### PROBLEM
Word for word, restate every entry that follows.

### DATA RECORDS
------------------------------
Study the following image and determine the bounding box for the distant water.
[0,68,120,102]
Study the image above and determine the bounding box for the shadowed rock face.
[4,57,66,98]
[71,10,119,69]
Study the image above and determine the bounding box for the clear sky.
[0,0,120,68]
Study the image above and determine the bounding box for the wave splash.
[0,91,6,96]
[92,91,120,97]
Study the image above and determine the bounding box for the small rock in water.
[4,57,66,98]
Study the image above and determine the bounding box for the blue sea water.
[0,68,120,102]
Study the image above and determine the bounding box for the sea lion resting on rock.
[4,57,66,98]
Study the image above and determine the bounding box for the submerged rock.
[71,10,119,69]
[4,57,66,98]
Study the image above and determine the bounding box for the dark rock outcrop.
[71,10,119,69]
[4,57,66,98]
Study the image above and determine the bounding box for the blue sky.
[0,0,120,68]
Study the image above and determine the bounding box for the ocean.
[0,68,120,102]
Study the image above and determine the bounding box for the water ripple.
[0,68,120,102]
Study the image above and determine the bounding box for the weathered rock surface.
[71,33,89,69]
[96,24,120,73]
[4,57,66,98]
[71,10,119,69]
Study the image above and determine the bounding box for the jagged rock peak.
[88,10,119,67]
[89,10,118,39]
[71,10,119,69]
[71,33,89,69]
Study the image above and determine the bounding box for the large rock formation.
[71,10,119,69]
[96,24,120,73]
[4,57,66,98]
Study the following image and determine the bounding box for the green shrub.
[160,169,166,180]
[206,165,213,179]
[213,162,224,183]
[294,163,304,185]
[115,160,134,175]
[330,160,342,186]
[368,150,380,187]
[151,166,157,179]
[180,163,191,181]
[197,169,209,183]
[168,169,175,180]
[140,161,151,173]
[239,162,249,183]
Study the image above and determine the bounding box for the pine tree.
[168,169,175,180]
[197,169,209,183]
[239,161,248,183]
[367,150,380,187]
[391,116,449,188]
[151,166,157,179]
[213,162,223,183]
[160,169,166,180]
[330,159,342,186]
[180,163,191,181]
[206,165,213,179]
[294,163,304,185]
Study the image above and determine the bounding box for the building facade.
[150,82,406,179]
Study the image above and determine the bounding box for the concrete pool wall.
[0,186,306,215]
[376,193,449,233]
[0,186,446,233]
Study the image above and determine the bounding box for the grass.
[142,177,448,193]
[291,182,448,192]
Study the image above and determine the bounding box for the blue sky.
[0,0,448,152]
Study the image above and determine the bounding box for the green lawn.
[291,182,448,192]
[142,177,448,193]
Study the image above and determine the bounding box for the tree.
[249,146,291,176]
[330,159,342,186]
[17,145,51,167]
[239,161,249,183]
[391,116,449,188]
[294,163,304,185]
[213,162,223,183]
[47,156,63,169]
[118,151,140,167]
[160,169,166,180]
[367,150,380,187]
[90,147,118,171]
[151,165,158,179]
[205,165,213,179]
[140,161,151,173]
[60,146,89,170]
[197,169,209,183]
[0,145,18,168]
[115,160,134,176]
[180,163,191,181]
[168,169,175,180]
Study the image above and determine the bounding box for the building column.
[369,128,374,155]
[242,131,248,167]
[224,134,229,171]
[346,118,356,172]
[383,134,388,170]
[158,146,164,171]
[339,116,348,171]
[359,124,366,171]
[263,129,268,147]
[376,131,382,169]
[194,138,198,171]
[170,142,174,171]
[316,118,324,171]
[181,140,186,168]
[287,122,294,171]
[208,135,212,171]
------------------------------
### ANSWER FOR THIS EXERCISE
Study the following image and determine the bounding box for the distant water.
[0,68,120,102]
Study the image above and determine the bounding box for the shadowed rock face.
[4,57,66,98]
[71,10,119,69]
Study the image above and determine the bounding box for the clear sky.
[0,0,120,68]
Study the image above and determine the bounding box for the wave splash.
[0,91,6,96]
[92,91,120,97]
Study the image above and determine the bounding box for the small rock in water.
[4,57,66,98]
Study the image above and determine the bounding box for the blue sea water.
[0,68,120,102]
Study the image above and determine the bounding box for the sea lion resting on rock.
[4,57,66,98]
Study the image above and determine the bounding box for the submerged rock.
[71,10,119,69]
[4,57,66,98]
Study the image above and determine the bounding box for the dark rock outcrop.
[71,10,119,69]
[4,57,66,98]
Study the image above and determine the bounding box for the blue sky.
[0,0,120,68]
Study the image above and determine the bounding box for the ocean.
[0,68,120,102]
Study the image above and determine the bounding box for the water ripple.
[0,68,120,102]
Study the image above and determine the bounding box for the weathered rock surface.
[71,33,89,69]
[96,24,120,73]
[4,57,66,98]
[71,10,119,69]
Study the image above and determine the bounding box for the jagged rock peak.
[88,10,119,67]
[89,10,118,39]
[71,10,119,69]
[71,33,89,69]
Study the image above and determine the bounding box for the large rock formation.
[71,10,119,69]
[96,24,120,73]
[4,57,66,98]
Study the following image and determine the bounding box for the green shrub.
[160,169,166,180]
[206,165,213,179]
[213,162,224,183]
[294,163,304,185]
[115,160,134,175]
[330,160,342,186]
[368,150,380,187]
[151,166,157,179]
[180,163,191,181]
[197,169,209,183]
[168,169,175,180]
[140,161,151,173]
[239,162,249,183]
Study the image above and determine the bounding box for the pine tree.
[168,169,175,180]
[197,169,209,183]
[239,161,248,183]
[367,150,380,187]
[391,116,449,188]
[151,166,157,179]
[213,162,223,183]
[160,169,166,180]
[330,159,342,186]
[180,163,191,181]
[206,165,213,179]
[294,163,304,185]
Study the image above and determine the bounding box for the building facade.
[150,82,406,179]
Study the image above and determine the bounding box for the concrete pool wall.
[0,186,306,215]
[376,193,449,233]
[0,186,446,233]
Study the image above and determine the bounding box for the grass.
[142,177,448,193]
[291,182,448,192]
Study the image above and determine the bounding box for the blue sky.
[0,0,448,152]
Study the image above and determine the bounding box for the green lawn.
[291,182,448,192]
[142,177,448,193]
Study the image above and determine the bounding box for the tree.
[249,146,291,176]
[330,159,342,186]
[17,145,51,167]
[239,161,249,183]
[391,116,449,188]
[294,163,304,185]
[213,162,223,183]
[47,156,63,169]
[118,151,140,167]
[160,169,166,180]
[367,150,380,187]
[90,147,118,171]
[151,165,158,179]
[205,165,213,179]
[140,161,151,173]
[60,146,89,170]
[197,169,209,183]
[0,145,18,168]
[115,160,134,176]
[180,163,191,181]
[168,169,175,180]
Study the image above and determine the bounding box for the building column.
[369,128,374,155]
[242,131,248,167]
[224,134,229,171]
[346,118,356,172]
[383,134,388,170]
[158,146,164,171]
[339,116,348,171]
[359,124,366,171]
[263,129,268,147]
[376,131,382,169]
[194,138,198,171]
[170,142,174,171]
[316,118,324,171]
[181,140,186,168]
[287,122,294,171]
[208,135,212,171]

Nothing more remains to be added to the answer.